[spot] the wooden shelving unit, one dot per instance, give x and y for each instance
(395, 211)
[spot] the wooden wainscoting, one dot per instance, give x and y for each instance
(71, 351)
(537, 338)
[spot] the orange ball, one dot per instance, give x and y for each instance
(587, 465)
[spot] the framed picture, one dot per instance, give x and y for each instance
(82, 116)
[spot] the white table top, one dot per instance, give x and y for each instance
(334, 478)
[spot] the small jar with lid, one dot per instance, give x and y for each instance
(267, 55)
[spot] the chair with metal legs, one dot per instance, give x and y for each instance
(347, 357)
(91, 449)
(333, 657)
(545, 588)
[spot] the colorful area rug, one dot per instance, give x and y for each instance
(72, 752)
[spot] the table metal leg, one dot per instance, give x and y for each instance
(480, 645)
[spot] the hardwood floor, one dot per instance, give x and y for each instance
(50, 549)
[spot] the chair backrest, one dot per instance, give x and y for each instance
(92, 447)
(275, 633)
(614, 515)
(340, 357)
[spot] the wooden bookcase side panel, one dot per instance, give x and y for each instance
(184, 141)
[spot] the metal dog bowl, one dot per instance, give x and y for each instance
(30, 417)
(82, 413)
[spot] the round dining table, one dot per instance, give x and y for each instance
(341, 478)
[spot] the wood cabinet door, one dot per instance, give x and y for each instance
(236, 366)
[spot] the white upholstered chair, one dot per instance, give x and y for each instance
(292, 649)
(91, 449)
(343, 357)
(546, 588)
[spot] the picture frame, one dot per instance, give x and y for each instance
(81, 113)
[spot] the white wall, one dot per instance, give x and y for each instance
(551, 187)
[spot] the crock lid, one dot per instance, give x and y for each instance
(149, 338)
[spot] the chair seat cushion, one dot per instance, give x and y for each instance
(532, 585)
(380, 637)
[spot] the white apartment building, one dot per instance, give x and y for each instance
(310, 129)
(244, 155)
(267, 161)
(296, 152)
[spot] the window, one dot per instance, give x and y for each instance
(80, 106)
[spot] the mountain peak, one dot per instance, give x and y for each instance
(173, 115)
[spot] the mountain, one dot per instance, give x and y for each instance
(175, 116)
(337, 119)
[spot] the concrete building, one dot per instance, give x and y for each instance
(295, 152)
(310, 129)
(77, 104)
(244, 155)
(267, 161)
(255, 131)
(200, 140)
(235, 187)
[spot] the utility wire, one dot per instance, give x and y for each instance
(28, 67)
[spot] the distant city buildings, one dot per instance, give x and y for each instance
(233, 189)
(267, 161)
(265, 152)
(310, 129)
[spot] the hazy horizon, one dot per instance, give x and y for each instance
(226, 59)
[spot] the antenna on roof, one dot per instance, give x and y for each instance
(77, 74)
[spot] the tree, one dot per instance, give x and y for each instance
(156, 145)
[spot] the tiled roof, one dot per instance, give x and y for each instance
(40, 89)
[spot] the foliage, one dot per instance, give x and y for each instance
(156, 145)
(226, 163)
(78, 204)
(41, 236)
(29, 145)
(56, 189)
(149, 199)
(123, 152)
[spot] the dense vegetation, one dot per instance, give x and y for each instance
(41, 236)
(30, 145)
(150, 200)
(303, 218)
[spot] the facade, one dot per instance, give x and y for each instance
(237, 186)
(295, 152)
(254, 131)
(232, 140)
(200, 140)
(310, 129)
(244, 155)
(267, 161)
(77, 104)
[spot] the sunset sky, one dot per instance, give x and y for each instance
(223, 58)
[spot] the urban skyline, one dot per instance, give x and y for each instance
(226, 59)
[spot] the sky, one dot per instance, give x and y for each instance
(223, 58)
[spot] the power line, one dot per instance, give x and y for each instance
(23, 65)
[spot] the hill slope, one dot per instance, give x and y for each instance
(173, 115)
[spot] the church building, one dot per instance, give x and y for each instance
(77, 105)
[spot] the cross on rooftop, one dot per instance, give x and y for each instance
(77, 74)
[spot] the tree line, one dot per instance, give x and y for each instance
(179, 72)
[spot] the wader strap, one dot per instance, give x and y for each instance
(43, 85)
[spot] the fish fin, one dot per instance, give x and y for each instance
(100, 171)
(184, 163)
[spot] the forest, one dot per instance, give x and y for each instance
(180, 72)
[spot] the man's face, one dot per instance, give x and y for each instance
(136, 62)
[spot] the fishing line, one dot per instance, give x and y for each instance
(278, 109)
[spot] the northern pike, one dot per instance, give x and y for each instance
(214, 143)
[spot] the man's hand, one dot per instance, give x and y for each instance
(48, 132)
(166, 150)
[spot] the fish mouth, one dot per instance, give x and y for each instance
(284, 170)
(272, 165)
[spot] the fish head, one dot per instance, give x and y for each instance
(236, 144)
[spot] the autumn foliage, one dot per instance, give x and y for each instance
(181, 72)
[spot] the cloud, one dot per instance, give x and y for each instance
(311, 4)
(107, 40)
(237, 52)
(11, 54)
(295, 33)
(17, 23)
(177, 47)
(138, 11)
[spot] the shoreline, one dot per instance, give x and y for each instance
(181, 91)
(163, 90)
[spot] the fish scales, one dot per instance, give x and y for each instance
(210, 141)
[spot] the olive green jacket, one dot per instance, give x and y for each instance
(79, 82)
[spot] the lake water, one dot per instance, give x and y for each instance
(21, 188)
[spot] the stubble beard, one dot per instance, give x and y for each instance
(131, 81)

^^^^^^^^^^^^^^^^

> [What you should do]
Give the complete listing a second time, exactly as it reads.

> [Right answer]
[spot] the wooden shelving unit, one dot per instance, give x and y for each instance
(395, 211)
[spot] the wooden wainscoting, one dot per instance, give x and y for each instance
(71, 351)
(537, 338)
[spot] the orange ball, one dot per instance, give x and y for each instance
(587, 465)
[spot] the framed picture, one dot per instance, give x and y for each instance
(82, 116)
[spot] the white table top, one dot per instance, give x and y for each instance
(334, 478)
[spot] the small jar with lid, one dot per instance, give x and y for each instance
(267, 55)
[spot] the chair with metal legs, one dot per instance, give x and y for each instance
(347, 357)
(91, 449)
(333, 657)
(545, 588)
[spot] the colorful area rug, one dot per instance, give x and y for each instance
(72, 752)
[spot] the table metal leg, one dot per instance, give x and y for each instance
(480, 645)
[spot] the hardwood floor, one dot per instance, give x and y for each instance
(50, 549)
[spot] the chair backrest, one dot per instance, give x and y for each instance
(92, 447)
(275, 633)
(614, 515)
(340, 357)
[spot] the wooden bookcase side panel, one dot per instance, give x and y for each instance
(184, 141)
[spot] the metal dog bowl, one dot per instance, give x and y for each instance
(30, 417)
(82, 413)
[spot] the round dining table, one dot per instance, give x and y for each instance
(341, 478)
[spot] the wood cabinet door, one dot per instance, give x and y for each instance
(236, 366)
[spot] the white upholstered chair, one dot per instance, give x and y for each instance
(292, 649)
(91, 449)
(343, 357)
(546, 588)
[spot] the picture frame, one dot per instance, give x and y for each instance
(81, 113)
[spot] the white wall, one dot per instance, give x and y for each instance
(551, 187)
[spot] the crock lid, one dot per instance, give x and y for each instance
(149, 338)
[spot] the chair seat cushion, one dot per instance, give x and y for each instance
(532, 585)
(380, 637)
[spot] the white apartment building, one dot per instance, give x and y for each instance
(310, 129)
(244, 155)
(267, 161)
(296, 152)
[spot] the window, one dot per instance, give x and y for each instance
(80, 106)
[spot] the mountain peak, one dot per instance, give x and y for each instance
(173, 115)
[spot] the mountain, one dot per instance, give x and y for each instance
(175, 116)
(337, 119)
[spot] the concrete building, one dot per instance, give x and y for each instance
(295, 152)
(310, 129)
(77, 104)
(244, 155)
(267, 161)
(255, 131)
(200, 140)
(235, 187)
[spot] the utility wire, one dot per instance, give x and y for each instance
(28, 67)
[spot] the distant city buildings, one dot per instance, give x and y for each instance
(233, 189)
(267, 161)
(265, 152)
(310, 129)
[spot] the hazy horizon, one dot per instance, give x and y for each instance
(226, 59)
[spot] the antenna on roof, one dot per instance, give x and y for each instance
(77, 74)
[spot] the tree, one dot per instance, give x and y for each instance
(156, 145)
[spot] the tiled roof, one dot per instance, give x and y for each instance
(40, 89)
[spot] the foliage, one dot per instance, give x and y for each instance
(156, 145)
(226, 163)
(78, 204)
(41, 236)
(29, 145)
(56, 189)
(149, 199)
(123, 152)
[spot] the dense vegetation, one dot per instance, give x and y for each instance
(41, 236)
(30, 145)
(150, 200)
(303, 218)
[spot] the facade, one dot per instance, give x and y for each instance
(237, 186)
(295, 152)
(254, 131)
(232, 140)
(200, 140)
(310, 129)
(244, 155)
(267, 161)
(77, 104)
[spot] the sunset sky, one dot per instance, give x and y for each instance
(223, 58)
[spot] the urban skyline, one dot per instance, give x and y for each instance
(226, 59)
[spot] the sky, one dot per instance, give x and y for each instance
(223, 58)
[spot] the power line, one dot per instance, give x and y for each instance
(23, 65)
[spot] the hill slope, one dot per instance, give x and y for each instance
(173, 115)
[spot] the church building, one dot per instance, give x and y for each instance
(77, 105)
[spot] the cross on rooftop, one dot per instance, give x and y for each instance
(77, 74)
[spot] the tree line, one dot per instance, give x and y for each instance
(179, 72)
[spot] the wader strap, one dot per instance, give x and y for each instance
(43, 85)
[spot] the fish fin, one dot per instance, give x and y for each instance
(100, 171)
(184, 163)
[spot] the forest, one dot per instance, give x and y for each instance
(180, 72)
[spot] the man's face, one dot per instance, give x and y for each instance
(136, 62)
[spot] the fishing line, one dot per instance, give x and y for each instance
(278, 109)
[spot] the northern pike, one dot per instance, give x and y for each instance
(214, 143)
[spot] the man's hand, one dot per instance, give x and y for each instance
(48, 132)
(166, 150)
[spot] the fish mouth, one dot per instance, give x and y for each instance
(284, 170)
(272, 165)
[spot] the fish head, one dot per instance, give x and y for each instance
(236, 144)
[spot] the autumn foliage, one dot per instance, give x and y for each instance
(181, 72)
[spot] the cloud, one dot per instance, give x and y for each instance
(311, 4)
(107, 40)
(237, 52)
(11, 54)
(295, 33)
(17, 23)
(177, 47)
(138, 11)
[spot] the shoreline, one dot per instance, give x and y for each instance
(181, 91)
(163, 90)
[spot] the fish scales, one dot per instance, give x and y for each instance
(210, 141)
[spot] the olive green jacket, one dot per instance, give x and y for each instance
(79, 82)
[spot] the lake water, one dot per instance, give x and y for each instance
(21, 188)
[spot] the stubble beard, one dot per instance, give x and y for each instance
(131, 81)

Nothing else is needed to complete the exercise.